### Problem requirements
Copy out the complete listing, word for word.

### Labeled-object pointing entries
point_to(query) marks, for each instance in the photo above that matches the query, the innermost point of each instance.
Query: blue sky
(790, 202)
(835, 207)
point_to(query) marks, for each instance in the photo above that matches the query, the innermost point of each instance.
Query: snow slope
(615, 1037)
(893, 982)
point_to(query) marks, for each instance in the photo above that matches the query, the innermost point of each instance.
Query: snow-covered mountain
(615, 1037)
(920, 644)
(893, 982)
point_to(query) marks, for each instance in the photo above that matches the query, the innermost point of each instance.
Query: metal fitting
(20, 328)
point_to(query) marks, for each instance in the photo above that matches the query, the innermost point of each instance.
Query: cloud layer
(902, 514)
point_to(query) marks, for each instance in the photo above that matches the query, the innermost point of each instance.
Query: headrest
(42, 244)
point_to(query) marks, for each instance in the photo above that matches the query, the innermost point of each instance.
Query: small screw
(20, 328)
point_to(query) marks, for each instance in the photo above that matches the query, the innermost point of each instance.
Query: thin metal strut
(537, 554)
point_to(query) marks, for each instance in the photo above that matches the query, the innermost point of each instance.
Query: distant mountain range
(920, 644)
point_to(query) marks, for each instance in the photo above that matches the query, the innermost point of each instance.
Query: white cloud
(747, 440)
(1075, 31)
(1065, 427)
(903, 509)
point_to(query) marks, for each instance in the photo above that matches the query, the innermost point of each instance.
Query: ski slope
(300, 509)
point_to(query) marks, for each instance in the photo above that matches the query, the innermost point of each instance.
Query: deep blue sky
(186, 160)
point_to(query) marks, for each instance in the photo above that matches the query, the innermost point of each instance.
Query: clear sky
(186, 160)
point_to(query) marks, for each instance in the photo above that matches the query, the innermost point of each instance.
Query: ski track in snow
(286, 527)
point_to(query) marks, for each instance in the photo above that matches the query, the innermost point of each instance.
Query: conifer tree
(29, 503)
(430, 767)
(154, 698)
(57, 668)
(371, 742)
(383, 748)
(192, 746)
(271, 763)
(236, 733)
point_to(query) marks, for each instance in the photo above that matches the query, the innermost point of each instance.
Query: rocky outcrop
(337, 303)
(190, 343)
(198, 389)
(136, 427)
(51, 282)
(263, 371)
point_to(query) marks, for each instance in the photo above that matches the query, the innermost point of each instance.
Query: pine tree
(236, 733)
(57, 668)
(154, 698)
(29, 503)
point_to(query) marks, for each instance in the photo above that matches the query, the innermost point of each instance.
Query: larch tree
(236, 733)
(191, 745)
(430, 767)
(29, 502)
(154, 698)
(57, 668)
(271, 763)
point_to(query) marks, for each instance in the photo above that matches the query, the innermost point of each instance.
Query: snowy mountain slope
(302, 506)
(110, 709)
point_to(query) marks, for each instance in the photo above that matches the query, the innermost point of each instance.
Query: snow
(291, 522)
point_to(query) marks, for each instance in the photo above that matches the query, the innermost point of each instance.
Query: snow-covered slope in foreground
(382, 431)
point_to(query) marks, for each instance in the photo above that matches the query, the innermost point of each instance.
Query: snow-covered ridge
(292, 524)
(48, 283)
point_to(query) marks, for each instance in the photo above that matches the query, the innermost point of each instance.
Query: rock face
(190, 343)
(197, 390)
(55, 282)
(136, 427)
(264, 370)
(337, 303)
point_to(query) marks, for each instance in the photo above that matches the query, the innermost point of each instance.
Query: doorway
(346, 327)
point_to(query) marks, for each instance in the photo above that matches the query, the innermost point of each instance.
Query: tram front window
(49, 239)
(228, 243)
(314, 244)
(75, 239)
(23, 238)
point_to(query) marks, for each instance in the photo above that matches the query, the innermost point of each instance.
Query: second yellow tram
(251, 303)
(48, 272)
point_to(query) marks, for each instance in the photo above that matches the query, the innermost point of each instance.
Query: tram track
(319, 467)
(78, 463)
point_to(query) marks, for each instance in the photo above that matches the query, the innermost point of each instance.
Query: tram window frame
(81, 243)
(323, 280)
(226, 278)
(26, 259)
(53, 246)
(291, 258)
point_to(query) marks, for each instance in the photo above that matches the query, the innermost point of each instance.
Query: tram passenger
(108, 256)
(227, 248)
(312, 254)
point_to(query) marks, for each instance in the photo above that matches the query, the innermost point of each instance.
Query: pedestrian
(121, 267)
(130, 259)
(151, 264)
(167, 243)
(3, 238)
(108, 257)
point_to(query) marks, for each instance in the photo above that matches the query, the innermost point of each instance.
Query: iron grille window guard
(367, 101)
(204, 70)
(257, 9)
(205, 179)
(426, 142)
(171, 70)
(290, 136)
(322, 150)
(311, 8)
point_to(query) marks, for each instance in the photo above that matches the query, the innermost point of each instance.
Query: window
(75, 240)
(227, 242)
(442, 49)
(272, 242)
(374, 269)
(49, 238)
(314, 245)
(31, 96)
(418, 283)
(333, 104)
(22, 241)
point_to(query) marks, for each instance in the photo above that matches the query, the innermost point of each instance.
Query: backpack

### Expected answer
point_to(query) marks, for each instance in the photo above that matches the query, the innermost point of each instance.
Query: blue sky
(790, 202)
(835, 207)
point_to(query) marks, for each instance in the photo above that matches the query, the innermost point of each instance.
Query: snow slope
(615, 1037)
(893, 982)
point_to(query) marks, for each instance in the photo above that matches the query, the innermost point of each instance.
Query: snow-covered mountain
(615, 1037)
(920, 644)
(893, 982)
point_to(query) marks, for each instance in the photo above that matches the query, the innermost point of each instance.
Query: metal fitting
(20, 328)
point_to(query) marks, for each instance in the photo above that matches the query, the innermost point of each instance.
Query: cloud layer
(902, 514)
point_to(query) marks, for each instance in the photo above that matches the query, the innermost point of each instance.
Query: headrest
(42, 244)
point_to(query) marks, for each instance in the photo above that matches the query, the innermost point of each instance.
Query: small screw
(20, 328)
point_to(query) marks, for each instance in the photo above that matches the query, the innermost point of each instance.
Query: thin metal strut
(537, 554)
point_to(query) marks, for each instance in the photo above that matches the query, the innermost point of each instance.
Query: distant mountain range
(920, 644)
point_to(query) marks, for each instance in the photo above that matches the query, the innermost point of each instance.
Query: white cloud
(747, 440)
(1075, 31)
(1065, 427)
(903, 509)
point_to(query) marks, for each instance in the photo above that matches the query, the innermost point of each instance.
Query: ski slope
(300, 509)
point_to(query) marks, for each instance in the photo above that matches the query, the innermost point of each instance.
Query: deep blue sky
(186, 160)
point_to(query) marks, for each instance in the photo above that matches the query, the innermost point of each instance.
Query: clear sky
(186, 160)
point_to(query) marks, for each instance in the photo above that matches the query, the innermost point of each instance.
Query: ski track in snow
(286, 527)
point_to(query) marks, for each instance in the photo above that matches the query, the innermost point of each instance.
Query: conifer tree
(29, 503)
(430, 767)
(154, 698)
(57, 668)
(371, 742)
(383, 748)
(192, 746)
(271, 763)
(236, 733)
point_to(query) marks, for each instance in the photo above that matches the query, the innermost point of each instance.
Query: rocky outcrop
(337, 303)
(190, 343)
(198, 389)
(136, 427)
(51, 282)
(263, 371)
point_to(query) marks, for each instance in the photo above that matches the query, the innermost point of each instance.
Query: pine tree
(236, 733)
(57, 668)
(154, 698)
(29, 503)
point_to(query) marks, for each instance in the photo above that matches the query, the innermost point of each instance.
Query: larch tree
(236, 733)
(191, 745)
(430, 767)
(29, 502)
(154, 698)
(57, 668)
(271, 763)
point_to(query) marks, for each instance in the photo above that matches the query, the innermost point of each instance.
Query: snowy mountain slope
(302, 506)
(110, 709)
point_to(query) marks, for each instance in the photo above that matches the query, the innermost point of each instance.
Query: snow
(291, 522)
point_to(query) marks, for each instance in the photo above that matches the query, the innermost point of each instance.
Query: snow-covered slope in foreground
(382, 431)
point_to(query) marks, for each instance in the photo above that matches the query, the innermost point of each instance.
Query: snow-covered ridge
(292, 524)
(48, 283)
point_to(query) marks, for each instance in the photo above that matches the query, the innermost point of each instance.
Query: rock face
(190, 343)
(197, 390)
(55, 282)
(136, 427)
(264, 370)
(337, 303)
point_to(query) marks, for each instance in the photo above that matches the query, the innermost point of each instance.
Query: doorway
(346, 327)
point_to(query) marks, for each instance in the photo above that matches the query, the innermost point of each instance.
Query: tram front window
(49, 239)
(228, 243)
(314, 244)
(75, 239)
(23, 238)
point_to(query) marks, for each instance in the photo above that matches the query, the innermost point of each instance.
Query: second yellow tram
(251, 303)
(48, 272)
point_to(query) marks, for each instance in the photo above that matches the query, the innermost point of each instance.
Query: tram track
(319, 467)
(78, 463)
point_to(query) marks, for each instance in the photo above that matches the query, the innermost point of each instance.
Query: tram window frame
(81, 243)
(323, 280)
(226, 278)
(26, 259)
(53, 246)
(291, 258)
point_to(query) marks, for each instance in the photo above that matches the query, the innermost point of each instance.
Query: tram passenger
(108, 256)
(227, 248)
(312, 254)
point_to(query) marks, for each instance in the photo above that matches the query, the innermost point of each instance.
Query: pedestrian
(121, 267)
(130, 259)
(151, 264)
(167, 243)
(3, 238)
(108, 257)
point_to(query) marks, for each instance in the photo above that matches the query, the innermost point of each instance.
Query: iron grille window guard
(367, 101)
(204, 70)
(257, 9)
(205, 179)
(426, 142)
(171, 70)
(290, 136)
(322, 150)
(311, 8)
point_to(query) marks, for each instance in the photo above that matches the query, the innermost point of each instance.
Query: window
(75, 240)
(227, 242)
(442, 49)
(272, 242)
(374, 269)
(49, 238)
(314, 245)
(31, 96)
(418, 283)
(333, 104)
(22, 241)
point_to(query) marks, for each instance in the photo above that matches the query, the innermost point of each instance.
Query: backpack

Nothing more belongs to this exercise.